__Required task__. Present the lines of all the entries below as a numbered list, skipping any blank lines.

Boundary labeling items
# # # # # # #

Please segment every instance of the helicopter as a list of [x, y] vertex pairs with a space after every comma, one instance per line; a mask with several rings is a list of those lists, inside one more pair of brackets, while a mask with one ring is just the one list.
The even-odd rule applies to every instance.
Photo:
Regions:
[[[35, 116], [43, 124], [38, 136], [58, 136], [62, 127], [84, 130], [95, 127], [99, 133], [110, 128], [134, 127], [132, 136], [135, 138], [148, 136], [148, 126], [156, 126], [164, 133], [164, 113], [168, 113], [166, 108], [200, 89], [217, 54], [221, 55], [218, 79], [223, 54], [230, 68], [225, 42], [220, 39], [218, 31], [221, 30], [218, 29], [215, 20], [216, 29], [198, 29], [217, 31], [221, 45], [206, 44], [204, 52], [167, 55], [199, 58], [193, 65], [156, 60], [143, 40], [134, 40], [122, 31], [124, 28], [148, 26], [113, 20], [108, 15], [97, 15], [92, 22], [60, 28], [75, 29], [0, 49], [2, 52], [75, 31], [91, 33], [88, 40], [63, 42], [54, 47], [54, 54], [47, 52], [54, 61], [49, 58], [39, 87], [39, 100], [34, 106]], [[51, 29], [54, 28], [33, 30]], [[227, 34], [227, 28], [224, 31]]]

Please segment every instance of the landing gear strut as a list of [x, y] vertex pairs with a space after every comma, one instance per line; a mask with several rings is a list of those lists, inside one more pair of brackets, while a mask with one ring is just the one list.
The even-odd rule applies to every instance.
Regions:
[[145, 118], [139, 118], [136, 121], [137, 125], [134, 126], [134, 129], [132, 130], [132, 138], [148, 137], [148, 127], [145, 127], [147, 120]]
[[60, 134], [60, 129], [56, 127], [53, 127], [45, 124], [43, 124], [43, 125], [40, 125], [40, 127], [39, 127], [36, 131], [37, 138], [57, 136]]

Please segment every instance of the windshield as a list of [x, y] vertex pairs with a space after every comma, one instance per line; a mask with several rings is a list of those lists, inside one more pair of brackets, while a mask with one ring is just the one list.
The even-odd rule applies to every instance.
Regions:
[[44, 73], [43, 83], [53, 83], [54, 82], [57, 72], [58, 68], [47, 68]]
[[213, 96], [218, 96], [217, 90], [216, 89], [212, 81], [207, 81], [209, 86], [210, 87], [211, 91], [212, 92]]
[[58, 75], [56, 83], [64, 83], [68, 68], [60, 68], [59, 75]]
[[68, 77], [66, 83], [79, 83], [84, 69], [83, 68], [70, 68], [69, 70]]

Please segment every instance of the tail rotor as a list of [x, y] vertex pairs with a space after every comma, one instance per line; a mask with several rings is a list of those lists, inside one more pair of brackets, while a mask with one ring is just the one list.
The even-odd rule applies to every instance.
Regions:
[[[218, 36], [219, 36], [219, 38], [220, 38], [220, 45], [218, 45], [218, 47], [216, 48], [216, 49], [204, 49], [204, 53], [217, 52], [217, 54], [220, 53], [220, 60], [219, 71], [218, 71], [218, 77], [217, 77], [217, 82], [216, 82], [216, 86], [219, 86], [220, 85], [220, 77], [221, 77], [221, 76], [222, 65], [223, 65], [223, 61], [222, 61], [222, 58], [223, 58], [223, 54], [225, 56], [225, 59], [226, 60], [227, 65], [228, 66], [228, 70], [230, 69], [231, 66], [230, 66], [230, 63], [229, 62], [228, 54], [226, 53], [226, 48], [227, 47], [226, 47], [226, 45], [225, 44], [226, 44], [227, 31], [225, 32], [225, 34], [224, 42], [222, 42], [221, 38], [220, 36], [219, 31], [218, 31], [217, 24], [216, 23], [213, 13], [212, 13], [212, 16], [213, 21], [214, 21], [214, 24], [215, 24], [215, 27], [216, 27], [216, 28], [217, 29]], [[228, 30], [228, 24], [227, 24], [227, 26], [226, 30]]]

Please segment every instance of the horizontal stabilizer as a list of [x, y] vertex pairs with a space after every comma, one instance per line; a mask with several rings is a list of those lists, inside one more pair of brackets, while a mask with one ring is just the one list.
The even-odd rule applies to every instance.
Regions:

# # # # # # #

__Final result__.
1. Please segment every instance of the helicopter as a list of [x, y] vertex pairs with a space after every comma, one instance per line; a mask with several rings is a list of those lists, inside one more pair of brackets, while a mask with one ring is just the one list.
2. The even-odd rule applies to every instance.
3. Photo:
4. Regions:
5. [[[35, 116], [43, 124], [38, 136], [58, 136], [62, 127], [84, 130], [95, 127], [99, 133], [110, 128], [134, 127], [132, 136], [135, 138], [148, 136], [148, 126], [156, 126], [164, 133], [164, 113], [168, 113], [166, 108], [200, 89], [217, 54], [221, 55], [218, 79], [223, 54], [230, 68], [225, 42], [220, 39], [218, 31], [221, 30], [218, 29], [215, 20], [216, 29], [198, 29], [217, 31], [221, 45], [206, 44], [204, 52], [167, 55], [199, 58], [193, 65], [156, 60], [143, 40], [134, 40], [122, 31], [124, 28], [148, 26], [113, 20], [108, 15], [97, 15], [92, 22], [60, 28], [75, 29], [0, 49], [2, 52], [75, 31], [91, 33], [88, 40], [63, 42], [54, 47], [54, 54], [47, 52], [54, 61], [49, 58], [39, 87], [39, 100], [34, 106]], [[51, 29], [54, 28], [33, 30]], [[227, 34], [227, 28], [224, 31]]]
6. Please segment every instance of the landing gear strut as a list of [x, y] vertex pairs with a space after every comma, one instance per line; a mask with several rings is a list of those lists, inside one more pair of brackets, while a mask with one ring is just the one list.
7. The even-odd rule applies to every instance.
8. Regions:
9. [[145, 118], [139, 118], [136, 121], [137, 125], [134, 126], [134, 129], [132, 130], [132, 138], [148, 137], [148, 127], [145, 127], [147, 120]]
10. [[60, 134], [60, 129], [56, 127], [53, 127], [45, 124], [43, 124], [43, 125], [40, 125], [40, 127], [39, 127], [36, 131], [37, 138], [57, 136]]
11. Please segment every instance of the windshield as a list of [x, y] vertex pairs with a space after every comma, one instance per line; a mask with several rings is a list of those lists, inside one more pair of brackets, while a mask with one ring is just the one list.
12. The even-odd rule applies to every instance.
13. Regions:
14. [[44, 73], [43, 83], [53, 83], [54, 82], [57, 72], [58, 68], [47, 68]]
15. [[213, 96], [218, 96], [217, 90], [216, 89], [212, 81], [207, 81], [209, 86], [210, 87], [211, 91], [212, 92]]
16. [[58, 75], [56, 83], [64, 83], [68, 68], [60, 68], [59, 75]]
17. [[68, 77], [66, 83], [79, 83], [84, 69], [83, 68], [70, 68], [69, 70]]
18. Please segment every instance of the tail rotor as a list of [x, y] vertex pairs with a space after every comma, one instance per line; a mask with several rings is a list of those lists, inside one more pair of brackets, while a mask with one ring is just the one list.
19. The even-odd rule applies to every instance.
20. Regions:
21. [[[218, 36], [219, 36], [219, 38], [220, 38], [220, 45], [218, 45], [218, 47], [216, 48], [216, 49], [204, 49], [204, 53], [217, 52], [217, 54], [220, 53], [220, 60], [219, 71], [218, 71], [218, 77], [217, 77], [217, 82], [216, 82], [216, 86], [219, 86], [220, 85], [220, 77], [221, 77], [221, 76], [222, 65], [223, 65], [223, 61], [222, 61], [222, 58], [223, 58], [223, 54], [225, 56], [225, 59], [226, 60], [227, 65], [228, 66], [228, 70], [230, 69], [231, 66], [230, 66], [230, 63], [229, 62], [228, 54], [226, 53], [226, 48], [227, 47], [226, 47], [226, 45], [225, 44], [226, 44], [227, 31], [225, 32], [225, 34], [224, 42], [222, 42], [221, 38], [220, 36], [219, 31], [218, 31], [217, 24], [216, 23], [213, 13], [212, 13], [212, 16], [213, 21], [214, 21], [214, 24], [215, 24], [215, 27], [216, 27], [216, 28], [217, 29]], [[228, 30], [228, 24], [227, 24], [227, 26], [226, 30]]]
22. Please segment every instance of the horizontal stabilizer as a list of [x, y] vertex pairs with a space after every comma, one instance per line; a mask with several rings is a list of those lists, inside one more pair of brackets, while a mask with one ring is just the one list.
23. The even-odd rule applies to every instance.
24. Regions:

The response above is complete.